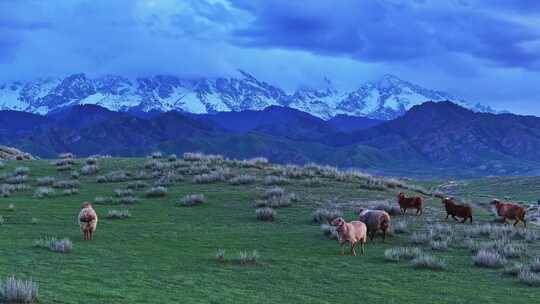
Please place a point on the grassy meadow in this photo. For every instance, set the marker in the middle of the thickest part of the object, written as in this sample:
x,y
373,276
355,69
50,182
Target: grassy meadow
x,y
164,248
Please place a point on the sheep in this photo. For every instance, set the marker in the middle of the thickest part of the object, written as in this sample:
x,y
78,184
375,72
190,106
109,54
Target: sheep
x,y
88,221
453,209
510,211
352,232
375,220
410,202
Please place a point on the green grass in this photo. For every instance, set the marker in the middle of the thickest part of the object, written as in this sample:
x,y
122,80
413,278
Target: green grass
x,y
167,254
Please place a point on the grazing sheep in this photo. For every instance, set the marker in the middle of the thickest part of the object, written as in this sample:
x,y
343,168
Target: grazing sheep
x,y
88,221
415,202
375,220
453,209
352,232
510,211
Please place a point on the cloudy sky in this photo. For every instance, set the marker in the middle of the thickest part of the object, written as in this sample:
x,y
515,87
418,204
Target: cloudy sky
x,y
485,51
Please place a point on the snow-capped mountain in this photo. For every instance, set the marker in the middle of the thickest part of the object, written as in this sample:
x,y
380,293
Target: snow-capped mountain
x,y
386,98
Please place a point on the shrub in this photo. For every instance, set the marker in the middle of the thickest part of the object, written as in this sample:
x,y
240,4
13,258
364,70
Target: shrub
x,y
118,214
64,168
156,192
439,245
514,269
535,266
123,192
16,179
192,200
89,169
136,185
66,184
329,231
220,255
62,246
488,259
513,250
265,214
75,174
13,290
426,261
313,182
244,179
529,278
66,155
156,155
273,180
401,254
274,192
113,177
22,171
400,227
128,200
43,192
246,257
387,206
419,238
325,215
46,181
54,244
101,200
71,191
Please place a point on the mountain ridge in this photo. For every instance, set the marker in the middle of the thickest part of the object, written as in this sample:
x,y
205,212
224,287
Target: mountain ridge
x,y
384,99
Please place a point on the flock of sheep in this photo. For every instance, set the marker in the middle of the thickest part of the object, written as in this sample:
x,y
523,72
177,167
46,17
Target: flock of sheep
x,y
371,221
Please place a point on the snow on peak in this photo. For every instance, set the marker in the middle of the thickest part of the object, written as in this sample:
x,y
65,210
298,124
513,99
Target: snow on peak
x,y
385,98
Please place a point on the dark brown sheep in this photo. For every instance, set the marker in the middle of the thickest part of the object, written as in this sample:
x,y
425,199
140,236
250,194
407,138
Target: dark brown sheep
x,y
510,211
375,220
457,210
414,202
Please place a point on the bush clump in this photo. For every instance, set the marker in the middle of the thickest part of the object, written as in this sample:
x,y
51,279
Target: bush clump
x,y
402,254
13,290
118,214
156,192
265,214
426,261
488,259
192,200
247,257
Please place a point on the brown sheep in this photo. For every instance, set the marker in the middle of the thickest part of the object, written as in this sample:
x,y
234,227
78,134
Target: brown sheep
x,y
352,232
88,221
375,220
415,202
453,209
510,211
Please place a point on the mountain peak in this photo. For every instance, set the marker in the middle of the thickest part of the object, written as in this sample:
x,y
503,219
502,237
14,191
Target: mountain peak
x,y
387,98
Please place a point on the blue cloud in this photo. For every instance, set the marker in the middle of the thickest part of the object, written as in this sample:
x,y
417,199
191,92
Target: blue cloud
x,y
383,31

YOUR OBJECTIVE
Rewrite the stretch from the line containing "Please place a point on the brown" through the end of the rows, requests included, multiplying every x,y coordinate in the answers by 1.35 and rounding to whole numbers with halves rounded up. Leave the numbers in the requests and their format samples unchanged.

FULL SOLUTION
Please place a point on the brown sheep in this photo. For every instance, set the marker in the middle of the thickest part of the object, written as in this sample:
x,y
234,227
78,134
Target: brown sheep
x,y
475,313
119,298
506,297
560,273
612,282
689,285
Please place a point on the mountain peak in this photo. For every instance, set the marker in the middle of the thickest part of the object, written as in this sample:
x,y
503,219
502,237
14,191
Target: mountain peak
x,y
522,132
Please place a point on the blue cloud in this photo. For every instance, set the marker in the middle of the thickest part of the object, written as in this sample:
x,y
417,199
191,92
Target: blue cloud
x,y
517,42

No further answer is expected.